VOLUNTARY TENDER OFFERS ON THE ENTIRETY OF THE ORDINARY SHARES AND ON THE ENTIRETY OF THE SAVINGS SHARES OF ITALIAONLINE S.P.A.

PROMOTED BY SUNRISE INVESTMENTS S.P.A.

***

FINAL RESULTS OF THE OFFERS

  • Sunrise Investments, together with the Persons Acting in Concert, holds 98.14% of the ordinary share capital of Italiaonline and 23.84% of the total number of Savings Shares of Italiaonline.
  • Payment Date: 18 September 2019.
  • Squeeze-outand delisting of Italiaonline.

***

Milan, 16 September 2019 - Pursuant to Article 41, paragraph 6, of CONSOB Regulation no. 11971/1999, as subsequently amended and supplemented (the "Issuers' Regulations"), Sunrise Investments S.p.A. (the "Offeror"), following the press release dated 12 September 2019, hereby announces, at the end of the related acceptance period, the final results of the voluntary tender offers (the "Offers") - for a maximum no. 12,656,520 ordinary shares (the "Ordinary Shares") of Italiaonline S.p.A. ("Italiaonline" or the "Company") and a maximum no. 6,803 Italiaonline savings shares (the "Savings Shares") - promoted by the Offeror, acting in concert with Libero Acquisition S.à r.l., its direct and indirect parent companies, GL Europe Luxembourg S.à r.l. and GoldenTree Asset Management Lux S.à r.l. (the "Persons Acting in Concert"), pursuant to Article 102 of Legislative Decree no. 58 of 24 February 1998, as subsequently amended and supplemented (the "Italian Financial Act"), and described in the offer document published on 26 July 2019 (the "Offer Document"), has ended.

Capitalized terms used below shall have the same meaning assigned in the Offer Document.

Final results of the Voluntary Tender Offer on Ordinary Shares

The acceptance period, agreed with Borsa Italiana pursuant to Article 40, paragraph 2, of the Issuers' Regulations, ended on 12 September 2019 at 5.30 p.m. (Italian time).

DATA RECORDS >>
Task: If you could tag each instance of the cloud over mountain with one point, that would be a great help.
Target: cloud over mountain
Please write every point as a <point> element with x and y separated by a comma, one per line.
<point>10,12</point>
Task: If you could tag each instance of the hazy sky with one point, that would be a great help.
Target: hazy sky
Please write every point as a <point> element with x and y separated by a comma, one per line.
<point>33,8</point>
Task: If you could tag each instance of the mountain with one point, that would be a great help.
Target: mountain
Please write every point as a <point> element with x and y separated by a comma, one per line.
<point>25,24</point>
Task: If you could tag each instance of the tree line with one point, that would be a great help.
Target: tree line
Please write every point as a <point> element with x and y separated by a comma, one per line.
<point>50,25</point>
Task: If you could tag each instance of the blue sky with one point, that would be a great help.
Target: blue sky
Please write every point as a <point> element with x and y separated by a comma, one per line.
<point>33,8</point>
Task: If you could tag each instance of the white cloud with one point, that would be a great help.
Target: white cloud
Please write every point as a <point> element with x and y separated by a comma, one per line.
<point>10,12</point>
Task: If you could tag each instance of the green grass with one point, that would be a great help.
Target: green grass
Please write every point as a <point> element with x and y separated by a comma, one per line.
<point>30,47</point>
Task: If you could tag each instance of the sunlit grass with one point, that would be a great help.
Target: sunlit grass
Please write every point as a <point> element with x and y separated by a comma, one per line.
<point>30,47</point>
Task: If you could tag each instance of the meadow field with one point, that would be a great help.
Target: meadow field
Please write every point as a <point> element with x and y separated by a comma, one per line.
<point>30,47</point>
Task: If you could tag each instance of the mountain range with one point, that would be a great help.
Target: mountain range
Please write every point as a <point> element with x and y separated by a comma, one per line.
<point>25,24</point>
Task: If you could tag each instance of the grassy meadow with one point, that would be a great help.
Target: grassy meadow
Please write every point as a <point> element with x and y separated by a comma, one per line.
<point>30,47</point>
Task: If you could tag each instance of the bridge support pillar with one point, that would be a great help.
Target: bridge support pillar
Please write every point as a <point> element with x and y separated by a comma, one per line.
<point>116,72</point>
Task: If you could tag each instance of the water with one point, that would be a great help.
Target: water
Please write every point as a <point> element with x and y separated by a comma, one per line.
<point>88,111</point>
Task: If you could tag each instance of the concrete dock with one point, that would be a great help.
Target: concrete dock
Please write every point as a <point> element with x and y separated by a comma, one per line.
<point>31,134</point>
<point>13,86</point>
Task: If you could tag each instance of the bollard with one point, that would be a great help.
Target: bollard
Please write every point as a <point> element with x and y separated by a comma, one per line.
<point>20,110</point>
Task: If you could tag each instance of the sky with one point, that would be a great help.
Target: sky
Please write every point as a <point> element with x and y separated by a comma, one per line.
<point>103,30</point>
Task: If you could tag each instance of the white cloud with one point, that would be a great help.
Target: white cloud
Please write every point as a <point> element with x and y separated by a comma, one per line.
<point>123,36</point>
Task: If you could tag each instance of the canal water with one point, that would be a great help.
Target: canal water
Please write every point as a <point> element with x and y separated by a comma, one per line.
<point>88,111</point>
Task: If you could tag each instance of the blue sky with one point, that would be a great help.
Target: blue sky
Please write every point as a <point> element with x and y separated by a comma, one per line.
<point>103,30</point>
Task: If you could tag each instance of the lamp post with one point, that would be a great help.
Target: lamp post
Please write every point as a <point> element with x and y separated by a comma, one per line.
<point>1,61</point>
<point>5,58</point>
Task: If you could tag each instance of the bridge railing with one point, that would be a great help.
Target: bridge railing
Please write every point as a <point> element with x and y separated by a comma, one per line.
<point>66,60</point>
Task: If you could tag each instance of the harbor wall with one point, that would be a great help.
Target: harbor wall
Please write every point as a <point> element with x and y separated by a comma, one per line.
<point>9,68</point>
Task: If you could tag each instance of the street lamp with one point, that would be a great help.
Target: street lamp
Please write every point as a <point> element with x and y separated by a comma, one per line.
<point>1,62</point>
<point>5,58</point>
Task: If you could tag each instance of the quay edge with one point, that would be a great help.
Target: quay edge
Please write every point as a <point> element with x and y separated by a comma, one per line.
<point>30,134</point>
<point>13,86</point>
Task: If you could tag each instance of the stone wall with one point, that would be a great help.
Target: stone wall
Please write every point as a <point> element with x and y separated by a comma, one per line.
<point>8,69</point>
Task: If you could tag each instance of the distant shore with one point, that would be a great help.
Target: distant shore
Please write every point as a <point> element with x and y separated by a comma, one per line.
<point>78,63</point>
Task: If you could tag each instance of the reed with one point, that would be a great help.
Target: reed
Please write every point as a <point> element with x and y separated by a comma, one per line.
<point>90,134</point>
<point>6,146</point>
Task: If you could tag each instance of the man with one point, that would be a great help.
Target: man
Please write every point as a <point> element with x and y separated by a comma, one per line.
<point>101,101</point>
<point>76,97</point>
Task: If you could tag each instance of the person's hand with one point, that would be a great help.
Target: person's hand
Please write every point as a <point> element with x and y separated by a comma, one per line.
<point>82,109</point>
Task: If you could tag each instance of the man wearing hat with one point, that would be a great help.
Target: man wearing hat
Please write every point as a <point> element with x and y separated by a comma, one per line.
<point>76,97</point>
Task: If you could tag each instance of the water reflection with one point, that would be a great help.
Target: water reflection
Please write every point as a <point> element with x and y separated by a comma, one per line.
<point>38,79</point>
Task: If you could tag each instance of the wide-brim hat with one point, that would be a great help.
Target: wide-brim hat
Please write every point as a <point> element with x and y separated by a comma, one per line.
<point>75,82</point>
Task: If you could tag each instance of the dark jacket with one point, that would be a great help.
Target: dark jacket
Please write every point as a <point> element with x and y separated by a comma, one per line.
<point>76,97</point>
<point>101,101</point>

WRITTEN REQUEST 1 >> In the press release on the Italiaonline tender offers, reproduce word for word the part that opens with the words containing "VOLUNTARY TENDER OFFERS ON" and closes with "delisting of Italiaonline.".
WRITTEN REQUEST 2 >> According to the press release on the Italiaonline tender offers, when did the acceptance period end?
WRITTEN REQUEST 3 >> Extend the press release on the Italiaonline tender offers, picking up after its last sentence.

EXERCISE RESPONSE 1 >>
VOLUNTARY TENDER OFFERS ON THE ENTIRETY OF THE ORDINARY SHARES AND ON THE ENTIRETY OF THE SAVINGS SHARES OF ITALIAONLINE S.P.A.

PROMOTED BY SUNRISE INVESTMENTS S.P.A.

***

FINAL RESULTS OF THE OFFERS

  • Sunrise Investments, together with the Persons Acting in Concert, holds 98.14% of the ordinary share capital of Italiaonline and 23.84% of the total number of Savings Shares of Italiaonline.
  • Payment Date: 18 September 2019.
  • Squeeze-outand delisting of Italiaonline.

EXERCISE RESPONSE 2 >> It ended on 12 September 2019 at 5.30 p.m. (Italian time).

EXERCISE RESPONSE 3 >>
According to the final results communicated by Banca IMI S.p.A. in its capacity as Intermediary in Charge of the Collection of Acceptances, it is hereby announced that, at the end of the acceptance period, no. 3,047,771 Ordinary Shares, representing 24.081% of the Ordinary Shares, 2.66% of the ordinary share capital and 2.61% of the total share capital of Italiaonline have been tendered to the Offer (the "Acceptances"). The aggregate consideration for the Voluntary Tender Offer on Ordinary Shares, calculated on the number of Ordinary Shares tendered during the acceptance period, is equal to Euro 8,594,714.22.

The Ordinary Shares Tender Offer Price, equal to Euro 2.82 for each ordinary share of Italiaonline, will be paid on 18 September 2019.

It should also be noted that, in the period between the Offer Document Date and the date hereof, within the terms communicated to CONSOB and the market, pursuant to and for the purposes of Article 41, paragraph 2, letter c) of the Issuers' Regulations, on the stock market sessions of 30 July 2019, 1 August 2019, 2 August 2019, 5 August 2019, 6 August 2019, 7 August 2019, 8 August 2019, 9 August 2019, 12 August 2019, 13 August 2019, 14 August 2019, 16 August 2019, 19 August 2019, 20 August 2019, 21 August 2019, 22 August 2019, 23 August 2019, 26 August 2019, 27 August 2019, 28 August 2019, 29 August 2019, 30 August 2019, 3 September 2019, 4 September 2019, 5 September 2019, 6 September 2019, 9 September 2019, 10 September 2019 and 11 September 2019, the Offeror has purchased Ordinary Shares outside the Voluntary Tender Offer on Ordinary Shares at the price of Euro 2.82 per Ordinary Share, which were communicated daily to the market pursuant to Article 41, paragraph 2, letter c) of the Issuers' Regulations, for a total of no. 7,474,089 ordinary shares of Italiaonline, representing 6.51% of the ordinary share capital and 6.39% of the total share capital of the Issuer (the "Shares Purchased Outside the Offer").

It is recalled that, as at the Offer Document Date, the Persons Acting in Concert held no. 102,038,575 Italiaonline ordinary shares representing 88.91% of the ordinary share capital of Italiaonline (the "Initial Shareholding"). As represented in the Offer Document, on 18 September 2019, the Initial Shareholding will be transferred to the Offeror.

Moreover, on 23 August 2019, the Offeror announced that it had exceeded the threshold of 95% of Italiaonline's ordinary share capital and that the Threshold Condition on the Ordinary Shares had therefore been met and, as a result, it intended to proceed with the Joint Procedure and Delisting.

In light of the foregoing, it should be noted that, taking into account (i) the Initial Shareholding, (ii) the Shares Purchased Outside the Offer, and (iii) the Acceptances verified on the basis of the final results of the Voluntary Tender Offer on Ordinary Shares, the Offeror will hold a total amount of no. 112,626,565 Ordinary Shares, equal to 98.14% of the Issuer's ordinary share capital and 98.13% of the total share capital, assuming that no Ordinary Shares are issued under the stock option plan and that the Mandatory Conversion has not been carried out.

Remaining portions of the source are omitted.